Kaynak Metin
Haşere-i Mübeşşere

Satırlarımın başında muhterem babam Mustafa Çalmuk'un vefatı nedeniyle cenazeye, taziyeye gelerek, arayarak, mesaj yayınlayarak; acımı paylaşan, dua edenlere teşekkür ederim. Öksüz büyümenin nihayetinde yetim de kaldık. Allah rahmet eylesin. Mekanı cennet olsun. Uzun bir aradan sonra tam da bu satırları yazıyordum ki on ilimizi kapsayan deprem on binlerce insanımızı aramızdan aldı. Rabbim rahmet eylesin. Yaralılara acil şifa dillerim. Türkiye'nin başı sağ olsun. Sabır dilerim, metanet ve idrak kabiliyetiyle birlikte…

Şimdi öyle bir yerdeyiz ki, manda ve himayecilerin, aynı safta kıbleye yöneldiği Müslümanlara ihaneti zaruriyet, hatta hatta bile mecburiyet görmeleri sıradan bir olay değildir. Zira bu olay giderek müslümanları düçar edecek, boyunlarını bükecek yeni bir siyasi yetimliği gündeme getirir ki buna öksüz ve yetim bir kalem erbabı olarak itirazımın ötesinde isyanım vardır. 'Durdurun dünyayı' diye haykırıp; başı dönen, döndürülen, 'cambaza bak' oyununa kurban edilen sahibi vicdana elbette diyeceklerim vardır.

Başlayayım o zaman…

'Geliyor, gelmekte olan' diyor ya Kemal Kılıçdaroğlu… Altılı masanın gelişini müjdeliyor. Masada yer alan liderler de birbiri ardına geleceği müjdeliyor. 'Yıkacağız, iptal edeceğiz, kaldıracağız, değiştireceğiz, oturacağız'…Hatta 'yargılayacağız' diyerek 'geliyor gelmekte olan'ı müjdeliyorlar. Hatta ve hatta enkaz altında kalan on binlerce cana inat enkaz altında Erdoğan'ın, hükümetinin hatta ve hatta devletin kaldığını söylüyorlar. 'Gidiyor gitmekte olan… Yaşasın !' diyerek bir çadır, konteyner konduruveriyorlar.

Mahalle yanıyor, ağıtlar figanlar yükseliyor; inadına inadına saçını tararcasına 'kaos çıkar seçimi erteleyelim' deniyor.

Altılı masayı oluşturanlar safını seçmiş, kendilerini deprem vasıtasıyla zaferle öylesine müjdelemişler ki… Bir de onlara kaosun çocukları ekleniyor ya… Bunları duyar duymaz; İmam Hatip'te okurken merhum Şevki Özkan hocamın yaramazlık eden öğrenciler için söylediği bir söz aklıma geliverdi.

-Haşereyi Mübeşşere

Elbette 'Teşbihte hata olmaz' kabilinden (haşa yoluna kurban olduğum Hz. Muhammed Efendimizin yol arkadaşlarını zerre- i miskal toz kondurmak amacını taşımamaktadır. Bundan Rabbim'e sığınırım) ''Hşr'' kökünden türetilen 'haşır' hem toplanma ve bir araya gelme hem de zarar veren anlamına gelir.

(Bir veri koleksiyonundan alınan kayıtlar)
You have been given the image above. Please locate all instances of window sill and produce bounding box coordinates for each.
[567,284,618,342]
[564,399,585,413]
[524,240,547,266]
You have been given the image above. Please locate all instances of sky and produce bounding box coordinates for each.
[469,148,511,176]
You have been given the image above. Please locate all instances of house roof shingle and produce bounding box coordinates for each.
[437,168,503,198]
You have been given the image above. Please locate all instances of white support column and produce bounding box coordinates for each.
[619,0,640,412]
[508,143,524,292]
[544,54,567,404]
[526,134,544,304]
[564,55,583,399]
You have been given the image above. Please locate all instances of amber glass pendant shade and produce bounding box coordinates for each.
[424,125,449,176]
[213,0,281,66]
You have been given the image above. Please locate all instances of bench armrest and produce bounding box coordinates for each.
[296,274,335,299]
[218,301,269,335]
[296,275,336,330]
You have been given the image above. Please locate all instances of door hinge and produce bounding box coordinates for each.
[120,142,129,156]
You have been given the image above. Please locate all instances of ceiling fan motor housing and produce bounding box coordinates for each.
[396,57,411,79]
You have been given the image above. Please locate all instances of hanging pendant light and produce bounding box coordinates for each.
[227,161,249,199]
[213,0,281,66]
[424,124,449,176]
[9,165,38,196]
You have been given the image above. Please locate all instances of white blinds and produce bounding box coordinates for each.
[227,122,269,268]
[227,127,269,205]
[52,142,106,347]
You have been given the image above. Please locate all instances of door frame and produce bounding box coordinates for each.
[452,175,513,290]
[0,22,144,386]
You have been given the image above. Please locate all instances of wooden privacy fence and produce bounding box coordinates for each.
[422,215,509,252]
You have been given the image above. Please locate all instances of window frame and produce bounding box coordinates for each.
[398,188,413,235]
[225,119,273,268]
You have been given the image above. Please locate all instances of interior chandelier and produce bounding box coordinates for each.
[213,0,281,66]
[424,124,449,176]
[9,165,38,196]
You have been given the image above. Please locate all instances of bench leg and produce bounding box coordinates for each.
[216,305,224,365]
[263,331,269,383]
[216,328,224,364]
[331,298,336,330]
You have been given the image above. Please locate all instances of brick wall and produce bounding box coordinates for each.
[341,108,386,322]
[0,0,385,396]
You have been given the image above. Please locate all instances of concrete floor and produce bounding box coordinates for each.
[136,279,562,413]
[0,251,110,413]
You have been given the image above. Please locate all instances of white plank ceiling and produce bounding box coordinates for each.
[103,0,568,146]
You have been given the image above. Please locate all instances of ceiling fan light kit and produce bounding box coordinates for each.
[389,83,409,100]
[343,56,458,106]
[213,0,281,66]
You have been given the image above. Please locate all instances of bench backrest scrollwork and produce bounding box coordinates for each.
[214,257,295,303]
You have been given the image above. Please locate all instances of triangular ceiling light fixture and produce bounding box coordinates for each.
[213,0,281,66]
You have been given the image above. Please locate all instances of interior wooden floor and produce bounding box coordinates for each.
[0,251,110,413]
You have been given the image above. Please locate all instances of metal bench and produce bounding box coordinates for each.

Yapılacak İşler
1. Haşere-i Mübeşşere başlıklı yazıya göre, yaramazlık eden öğrenciler için "Haşereyi Mübeşşere" sözünü söyleyen hoca kimdir?
2. Haşere-i Mübeşşere başlıklı yazıyı son cümlesinden sonra gelecek kısımla sürdürün.
Kayıtların bu çalışmada hiçbir rolü yoktur.

Cevap Listesi
1. Merhum Şevki Özkan hoca.

2.
Şimdi yaramaz öğrenciler gibi kurdukları bir çok sehem de birbirinden arkasını kollayan, gece yarıları gizlice evleri dolaşan liderlerin, Arap Bacı gibi ekran ekran dolaşıp 'kaos çıkar' diyenlerin tavrına, eylemlerine baktığımda Şevki Hocamın sözü de ne kadar yerine 'Cuk' diye oturuyor.

Partiler Kaynıyor, Kaynatılıyor

Her ne kadar İyi Parti Genel Başkanı Meral Akşener'i aday çıkarak Abdullah Gül'ün cumhurbaşkanı adaylığını önleyen isim olarak bilsek de üstelendiği 'Can kurtaran' görevinin son zamanda iyiden iyiye yeniden güçlendirdiğini görmekteyiz. Maslak'daki köşke birinci sınıf yol arkadaşını gönderip 'yol, yordam, yöntem' öğrenen kadroların Kemal Kılıçdaroğlu'nu saf dışı yapmak için gece yarısı Ahmet Davutoğlu'nun evine yemeğe gitmesi neyin nesidir? Yine soluğu Maslak'da alan Türkiye'nin en büyük özel okul sahibinin 'geliyor gelmekte olan' dönemin Milli Eğitim Bakanı olmak için Ekrem İmamoğlu'nun il il, köşe bucak dolaştırması boşuna değildir. Deprem var. Ölüm var. Acı var. Göz gözü görmüyor… Koskoca adamlar hem de devleti yönetmeye talip adamlar 'gözoşluk' peşindeler.

Rahmetli Serdengeçti TBMM'ye gelişinde döner kapıdan girmeden bekler. Kadın girer erkek çıkar, erkek girip kadın çıkar. Hemen sözü gediğine koyar:

-Döneklik, Meclis'in kapısında başlamış…

Altılı masa aynı bu hale döndü. İlmek ilmek altılı masayı oluşturan Kemal Kılıçdaroğlu'na karşı genel başkan yardımcıları üzerinden 'mezhepsel' itiraz yapan İyi Parti; bir yandan da diğer partilerin içini karıştırmaya niyetli. Diyeceğim o ki yalnızca CHP kaynamıyor.

Saadet Partisi yönetimi görünürde 'Şartsız ve şüphesiz Kemal Kılıçdaroğlu' diyor. Ancak dört kez açıklama yayınlayan Haymana Mutabakatı'nın ilan ettiği itiraza ek olarak bu hareketin dışındaki isimler parti içinde teşkilata gönderilecek reddiye mektupları hazırda bekletiliyor. Kemal Kılıçdaroğlu'na oy vermeyeceklerini ilan etmeye hazırlanırken Erdoğan'a karşı da 'mütedeyyin aday' çıkarılmasını istiyorlar.

Erdoğan'a Yargısal Darbe mi?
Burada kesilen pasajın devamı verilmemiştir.